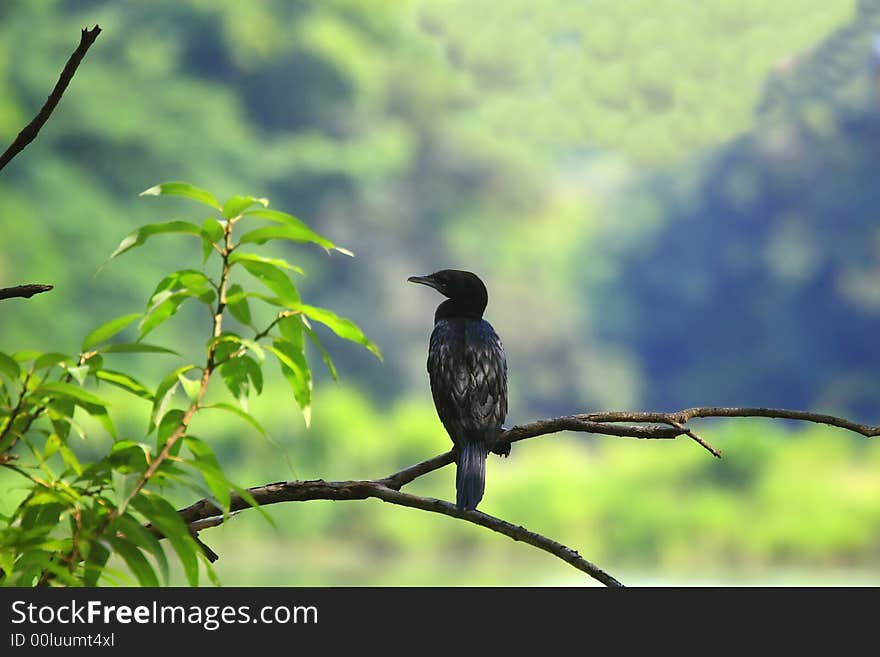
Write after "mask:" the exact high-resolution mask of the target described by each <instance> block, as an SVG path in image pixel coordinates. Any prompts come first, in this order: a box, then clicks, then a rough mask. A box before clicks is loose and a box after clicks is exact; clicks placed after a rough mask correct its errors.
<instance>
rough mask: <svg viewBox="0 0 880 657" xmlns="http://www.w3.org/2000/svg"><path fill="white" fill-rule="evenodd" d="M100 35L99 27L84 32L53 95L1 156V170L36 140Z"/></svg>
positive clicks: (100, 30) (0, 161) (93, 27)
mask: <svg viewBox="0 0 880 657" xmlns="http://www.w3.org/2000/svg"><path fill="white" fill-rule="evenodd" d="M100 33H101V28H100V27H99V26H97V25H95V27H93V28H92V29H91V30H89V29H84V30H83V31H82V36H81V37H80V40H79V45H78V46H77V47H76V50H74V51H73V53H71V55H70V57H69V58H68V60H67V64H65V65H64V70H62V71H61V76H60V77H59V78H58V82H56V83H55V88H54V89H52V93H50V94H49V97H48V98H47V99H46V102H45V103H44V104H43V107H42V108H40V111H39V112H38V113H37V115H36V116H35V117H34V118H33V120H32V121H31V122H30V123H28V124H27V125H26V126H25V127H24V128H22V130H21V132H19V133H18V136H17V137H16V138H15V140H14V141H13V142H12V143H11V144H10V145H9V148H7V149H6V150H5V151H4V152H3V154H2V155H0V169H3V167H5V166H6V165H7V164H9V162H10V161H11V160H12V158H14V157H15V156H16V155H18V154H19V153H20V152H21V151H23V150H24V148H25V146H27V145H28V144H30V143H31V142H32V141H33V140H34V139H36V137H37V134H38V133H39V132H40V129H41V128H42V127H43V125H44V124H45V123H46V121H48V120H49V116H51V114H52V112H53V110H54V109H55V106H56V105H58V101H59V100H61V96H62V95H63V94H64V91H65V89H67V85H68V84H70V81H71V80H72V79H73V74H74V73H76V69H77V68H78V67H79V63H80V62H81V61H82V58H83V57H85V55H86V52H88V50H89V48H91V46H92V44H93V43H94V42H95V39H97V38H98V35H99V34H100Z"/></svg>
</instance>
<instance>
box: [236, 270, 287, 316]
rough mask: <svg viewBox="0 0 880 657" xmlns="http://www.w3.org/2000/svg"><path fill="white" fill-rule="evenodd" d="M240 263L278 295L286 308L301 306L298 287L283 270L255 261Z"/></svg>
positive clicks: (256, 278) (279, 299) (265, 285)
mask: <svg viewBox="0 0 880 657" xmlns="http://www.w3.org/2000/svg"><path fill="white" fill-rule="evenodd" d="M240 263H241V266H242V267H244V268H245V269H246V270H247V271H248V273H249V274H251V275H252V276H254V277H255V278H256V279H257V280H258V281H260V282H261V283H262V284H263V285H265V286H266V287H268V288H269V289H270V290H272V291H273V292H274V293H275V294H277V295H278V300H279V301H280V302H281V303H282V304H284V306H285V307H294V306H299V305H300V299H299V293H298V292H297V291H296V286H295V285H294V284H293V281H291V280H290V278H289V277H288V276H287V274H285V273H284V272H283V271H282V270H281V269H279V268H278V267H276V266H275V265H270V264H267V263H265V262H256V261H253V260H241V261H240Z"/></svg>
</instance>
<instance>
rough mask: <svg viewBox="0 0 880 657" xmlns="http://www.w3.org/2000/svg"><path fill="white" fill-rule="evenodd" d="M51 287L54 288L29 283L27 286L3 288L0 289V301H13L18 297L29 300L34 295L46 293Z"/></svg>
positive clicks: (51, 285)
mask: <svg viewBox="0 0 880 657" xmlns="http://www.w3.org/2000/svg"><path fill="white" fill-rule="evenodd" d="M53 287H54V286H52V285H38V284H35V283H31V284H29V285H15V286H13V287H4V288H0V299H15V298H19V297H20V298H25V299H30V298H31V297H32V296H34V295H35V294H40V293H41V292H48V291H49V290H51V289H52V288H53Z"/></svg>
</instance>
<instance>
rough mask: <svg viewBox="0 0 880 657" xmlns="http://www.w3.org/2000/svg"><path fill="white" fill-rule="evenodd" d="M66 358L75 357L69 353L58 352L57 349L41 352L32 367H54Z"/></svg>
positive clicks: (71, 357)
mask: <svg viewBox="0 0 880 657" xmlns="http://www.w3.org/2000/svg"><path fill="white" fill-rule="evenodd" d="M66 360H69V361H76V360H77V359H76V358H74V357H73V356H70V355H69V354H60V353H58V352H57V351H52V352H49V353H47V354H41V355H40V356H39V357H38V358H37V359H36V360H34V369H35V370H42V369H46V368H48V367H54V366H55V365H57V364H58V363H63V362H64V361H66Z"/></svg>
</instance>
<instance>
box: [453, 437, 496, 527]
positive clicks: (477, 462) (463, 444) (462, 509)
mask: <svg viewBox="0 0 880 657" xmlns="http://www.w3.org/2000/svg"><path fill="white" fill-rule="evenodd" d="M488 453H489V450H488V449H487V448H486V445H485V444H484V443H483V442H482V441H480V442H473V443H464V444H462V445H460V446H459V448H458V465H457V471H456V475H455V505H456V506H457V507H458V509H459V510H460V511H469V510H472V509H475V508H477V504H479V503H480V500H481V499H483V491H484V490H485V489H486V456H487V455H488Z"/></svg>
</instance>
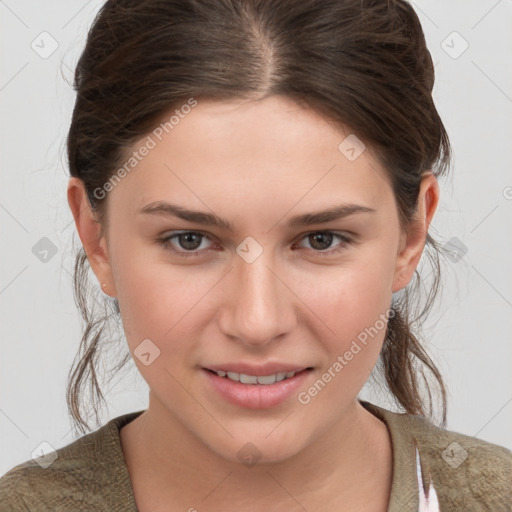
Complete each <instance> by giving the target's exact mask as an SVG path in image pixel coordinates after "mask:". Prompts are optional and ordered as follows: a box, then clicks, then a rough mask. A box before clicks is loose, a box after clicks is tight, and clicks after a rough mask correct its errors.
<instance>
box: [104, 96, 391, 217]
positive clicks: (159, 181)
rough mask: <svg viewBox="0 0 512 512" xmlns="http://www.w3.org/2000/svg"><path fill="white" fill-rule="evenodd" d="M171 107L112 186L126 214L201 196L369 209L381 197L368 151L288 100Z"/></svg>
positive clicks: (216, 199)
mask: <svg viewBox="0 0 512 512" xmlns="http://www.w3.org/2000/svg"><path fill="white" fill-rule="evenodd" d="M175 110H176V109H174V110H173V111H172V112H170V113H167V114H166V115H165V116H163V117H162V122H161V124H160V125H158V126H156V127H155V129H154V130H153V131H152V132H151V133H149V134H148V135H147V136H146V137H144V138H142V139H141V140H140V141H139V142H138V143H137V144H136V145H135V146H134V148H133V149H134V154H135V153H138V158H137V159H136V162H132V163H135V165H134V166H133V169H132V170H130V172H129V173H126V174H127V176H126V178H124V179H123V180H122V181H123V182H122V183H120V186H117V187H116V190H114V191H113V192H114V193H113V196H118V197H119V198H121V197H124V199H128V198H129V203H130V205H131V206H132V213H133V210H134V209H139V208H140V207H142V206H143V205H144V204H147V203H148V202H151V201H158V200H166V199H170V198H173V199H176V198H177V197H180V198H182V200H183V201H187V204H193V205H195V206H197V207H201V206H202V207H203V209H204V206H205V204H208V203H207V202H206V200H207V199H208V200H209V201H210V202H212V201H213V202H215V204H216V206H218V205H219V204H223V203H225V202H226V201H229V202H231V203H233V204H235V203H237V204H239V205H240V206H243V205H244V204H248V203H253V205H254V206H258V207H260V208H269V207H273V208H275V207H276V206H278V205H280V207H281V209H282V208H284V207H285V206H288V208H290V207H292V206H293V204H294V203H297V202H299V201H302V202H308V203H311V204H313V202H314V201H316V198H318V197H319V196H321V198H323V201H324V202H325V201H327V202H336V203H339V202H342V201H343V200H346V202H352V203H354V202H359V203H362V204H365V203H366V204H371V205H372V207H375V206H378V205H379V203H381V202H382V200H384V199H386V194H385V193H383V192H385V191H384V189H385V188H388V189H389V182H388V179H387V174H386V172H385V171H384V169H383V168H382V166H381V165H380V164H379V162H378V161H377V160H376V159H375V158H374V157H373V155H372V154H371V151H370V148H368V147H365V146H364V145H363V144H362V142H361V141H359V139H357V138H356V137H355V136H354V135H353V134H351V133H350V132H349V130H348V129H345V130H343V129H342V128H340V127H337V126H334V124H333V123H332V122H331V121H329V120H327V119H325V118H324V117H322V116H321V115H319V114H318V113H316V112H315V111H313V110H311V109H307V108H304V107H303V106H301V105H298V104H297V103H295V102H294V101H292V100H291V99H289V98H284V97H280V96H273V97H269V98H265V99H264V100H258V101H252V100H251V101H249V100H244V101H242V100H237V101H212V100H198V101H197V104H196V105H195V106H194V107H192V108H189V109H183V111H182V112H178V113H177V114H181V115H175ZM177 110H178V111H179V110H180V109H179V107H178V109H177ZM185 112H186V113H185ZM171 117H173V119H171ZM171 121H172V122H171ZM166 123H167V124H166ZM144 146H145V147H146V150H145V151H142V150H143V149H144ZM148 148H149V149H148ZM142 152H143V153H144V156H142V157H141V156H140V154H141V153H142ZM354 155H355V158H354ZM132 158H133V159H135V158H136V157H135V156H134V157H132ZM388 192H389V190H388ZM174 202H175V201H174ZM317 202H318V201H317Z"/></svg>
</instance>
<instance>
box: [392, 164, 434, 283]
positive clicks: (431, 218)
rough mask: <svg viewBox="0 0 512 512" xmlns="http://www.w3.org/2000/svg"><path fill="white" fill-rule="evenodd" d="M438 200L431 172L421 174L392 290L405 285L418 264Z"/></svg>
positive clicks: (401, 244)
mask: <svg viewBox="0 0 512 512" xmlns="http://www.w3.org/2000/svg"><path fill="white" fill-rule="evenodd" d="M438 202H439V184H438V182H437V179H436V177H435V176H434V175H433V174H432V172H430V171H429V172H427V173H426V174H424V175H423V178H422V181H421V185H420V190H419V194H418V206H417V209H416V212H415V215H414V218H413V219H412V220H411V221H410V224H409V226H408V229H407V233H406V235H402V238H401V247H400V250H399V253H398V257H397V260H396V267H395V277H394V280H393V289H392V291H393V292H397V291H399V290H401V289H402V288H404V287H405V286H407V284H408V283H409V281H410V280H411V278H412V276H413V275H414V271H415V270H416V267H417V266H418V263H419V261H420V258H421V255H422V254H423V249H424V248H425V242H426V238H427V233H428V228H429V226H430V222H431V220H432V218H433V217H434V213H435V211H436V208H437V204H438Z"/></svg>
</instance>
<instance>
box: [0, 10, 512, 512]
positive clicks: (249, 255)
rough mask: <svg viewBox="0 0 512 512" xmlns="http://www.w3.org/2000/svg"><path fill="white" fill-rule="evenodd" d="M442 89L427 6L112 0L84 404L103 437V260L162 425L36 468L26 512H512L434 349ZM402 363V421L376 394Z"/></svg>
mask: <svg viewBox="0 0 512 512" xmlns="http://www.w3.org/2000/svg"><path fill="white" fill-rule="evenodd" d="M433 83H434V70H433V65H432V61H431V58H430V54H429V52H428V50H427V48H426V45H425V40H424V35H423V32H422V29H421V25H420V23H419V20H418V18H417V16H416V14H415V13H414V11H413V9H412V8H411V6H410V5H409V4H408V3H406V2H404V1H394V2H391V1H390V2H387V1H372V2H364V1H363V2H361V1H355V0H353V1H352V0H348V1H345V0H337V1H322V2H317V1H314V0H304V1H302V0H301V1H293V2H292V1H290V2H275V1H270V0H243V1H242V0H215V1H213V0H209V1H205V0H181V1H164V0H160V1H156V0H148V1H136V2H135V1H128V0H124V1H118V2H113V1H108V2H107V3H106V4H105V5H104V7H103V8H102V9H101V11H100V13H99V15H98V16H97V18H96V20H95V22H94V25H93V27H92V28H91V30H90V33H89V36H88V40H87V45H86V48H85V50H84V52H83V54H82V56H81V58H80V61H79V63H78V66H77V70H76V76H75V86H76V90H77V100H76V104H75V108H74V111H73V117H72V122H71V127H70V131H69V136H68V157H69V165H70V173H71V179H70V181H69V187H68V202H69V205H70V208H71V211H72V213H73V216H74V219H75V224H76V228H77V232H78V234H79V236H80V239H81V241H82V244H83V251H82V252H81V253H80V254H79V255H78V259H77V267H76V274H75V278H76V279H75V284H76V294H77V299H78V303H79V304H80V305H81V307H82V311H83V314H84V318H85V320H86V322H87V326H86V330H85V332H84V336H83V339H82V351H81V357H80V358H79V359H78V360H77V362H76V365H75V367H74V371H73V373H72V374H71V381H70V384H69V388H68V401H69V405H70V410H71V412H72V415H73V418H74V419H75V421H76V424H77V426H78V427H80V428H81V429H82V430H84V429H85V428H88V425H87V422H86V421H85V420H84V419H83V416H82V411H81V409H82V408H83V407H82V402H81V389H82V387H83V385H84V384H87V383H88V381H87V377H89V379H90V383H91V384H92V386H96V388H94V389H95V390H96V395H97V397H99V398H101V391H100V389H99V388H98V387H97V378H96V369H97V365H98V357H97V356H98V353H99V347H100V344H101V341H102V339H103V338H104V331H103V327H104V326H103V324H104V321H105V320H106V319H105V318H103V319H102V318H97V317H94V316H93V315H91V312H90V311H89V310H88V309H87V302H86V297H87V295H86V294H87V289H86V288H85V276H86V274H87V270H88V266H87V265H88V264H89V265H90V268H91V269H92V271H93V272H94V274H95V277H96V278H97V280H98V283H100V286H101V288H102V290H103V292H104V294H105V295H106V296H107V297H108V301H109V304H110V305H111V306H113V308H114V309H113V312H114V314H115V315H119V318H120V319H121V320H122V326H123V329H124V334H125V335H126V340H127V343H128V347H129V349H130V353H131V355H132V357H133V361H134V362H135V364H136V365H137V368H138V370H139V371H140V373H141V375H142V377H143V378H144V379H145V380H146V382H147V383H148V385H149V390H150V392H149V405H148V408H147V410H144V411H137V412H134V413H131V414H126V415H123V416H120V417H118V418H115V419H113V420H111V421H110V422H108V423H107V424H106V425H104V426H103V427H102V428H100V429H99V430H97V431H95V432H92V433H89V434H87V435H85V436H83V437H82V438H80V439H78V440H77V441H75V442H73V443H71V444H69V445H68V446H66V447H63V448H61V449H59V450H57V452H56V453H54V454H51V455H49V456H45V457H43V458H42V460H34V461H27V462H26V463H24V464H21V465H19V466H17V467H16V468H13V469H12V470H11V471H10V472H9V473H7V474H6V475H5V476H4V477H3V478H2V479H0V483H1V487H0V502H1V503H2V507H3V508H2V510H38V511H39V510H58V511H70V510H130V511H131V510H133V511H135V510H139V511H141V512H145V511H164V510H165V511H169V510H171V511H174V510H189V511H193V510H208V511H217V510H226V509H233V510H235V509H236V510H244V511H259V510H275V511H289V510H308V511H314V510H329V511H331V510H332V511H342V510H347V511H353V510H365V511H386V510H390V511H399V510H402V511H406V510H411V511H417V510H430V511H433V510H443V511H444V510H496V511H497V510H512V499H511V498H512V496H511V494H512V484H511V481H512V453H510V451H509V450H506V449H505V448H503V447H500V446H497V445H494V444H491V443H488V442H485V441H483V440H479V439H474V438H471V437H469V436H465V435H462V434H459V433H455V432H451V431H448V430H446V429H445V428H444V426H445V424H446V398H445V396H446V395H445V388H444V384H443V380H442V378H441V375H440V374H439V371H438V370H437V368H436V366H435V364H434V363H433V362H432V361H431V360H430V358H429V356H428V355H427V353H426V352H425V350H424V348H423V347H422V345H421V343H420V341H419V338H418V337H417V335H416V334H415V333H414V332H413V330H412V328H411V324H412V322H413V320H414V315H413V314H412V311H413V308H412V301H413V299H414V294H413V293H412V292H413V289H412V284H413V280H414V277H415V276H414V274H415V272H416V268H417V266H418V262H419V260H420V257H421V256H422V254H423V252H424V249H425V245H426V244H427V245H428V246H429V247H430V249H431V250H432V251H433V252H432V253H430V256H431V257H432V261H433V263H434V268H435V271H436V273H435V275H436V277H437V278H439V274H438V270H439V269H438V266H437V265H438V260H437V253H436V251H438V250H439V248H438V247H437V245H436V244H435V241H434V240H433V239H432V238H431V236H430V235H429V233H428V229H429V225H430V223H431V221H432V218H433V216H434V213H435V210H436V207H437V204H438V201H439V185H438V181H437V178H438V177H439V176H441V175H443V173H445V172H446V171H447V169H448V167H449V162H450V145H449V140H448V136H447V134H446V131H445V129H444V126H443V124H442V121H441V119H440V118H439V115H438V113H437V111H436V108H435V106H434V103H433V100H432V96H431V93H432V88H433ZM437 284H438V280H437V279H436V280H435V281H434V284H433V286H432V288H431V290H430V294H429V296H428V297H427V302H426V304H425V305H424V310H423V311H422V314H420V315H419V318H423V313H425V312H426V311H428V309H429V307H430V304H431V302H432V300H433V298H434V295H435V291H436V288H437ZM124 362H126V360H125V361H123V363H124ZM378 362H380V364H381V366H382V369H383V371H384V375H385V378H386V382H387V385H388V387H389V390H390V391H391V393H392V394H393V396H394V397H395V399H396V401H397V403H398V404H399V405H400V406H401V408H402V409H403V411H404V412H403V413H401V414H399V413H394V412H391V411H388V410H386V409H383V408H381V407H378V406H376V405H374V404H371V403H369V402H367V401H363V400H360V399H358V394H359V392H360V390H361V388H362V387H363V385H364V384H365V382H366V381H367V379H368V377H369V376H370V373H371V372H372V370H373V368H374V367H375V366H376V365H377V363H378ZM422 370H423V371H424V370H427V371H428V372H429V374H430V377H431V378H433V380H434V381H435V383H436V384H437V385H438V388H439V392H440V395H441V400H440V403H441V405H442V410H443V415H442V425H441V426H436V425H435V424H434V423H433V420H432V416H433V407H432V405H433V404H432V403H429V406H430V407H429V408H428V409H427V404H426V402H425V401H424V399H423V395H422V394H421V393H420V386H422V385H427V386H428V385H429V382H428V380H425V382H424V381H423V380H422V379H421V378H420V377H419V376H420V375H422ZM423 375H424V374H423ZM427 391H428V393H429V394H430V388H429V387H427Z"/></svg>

● ● ● ● ●

Retype the listing word for word from its beginning through the line containing "positive clicks: (100, 30) (0, 161) (93, 27)", leaving out the pictures.

Write after "mask:" the exact high-resolution mask of the target described by each <instance> block, as an SVG path in image pixel coordinates. Any prompts come first, in this order: a box, then clicks, then a rough mask. A box before clicks is loose and a box after clicks is exact; clicks placed after a rough mask correct its errors.
<instance>
rough mask: <svg viewBox="0 0 880 657" xmlns="http://www.w3.org/2000/svg"><path fill="white" fill-rule="evenodd" d="M100 35L99 27L84 32L53 95L1 156V170L36 140Z"/></svg>
positive clicks: (100, 30) (0, 161) (93, 27)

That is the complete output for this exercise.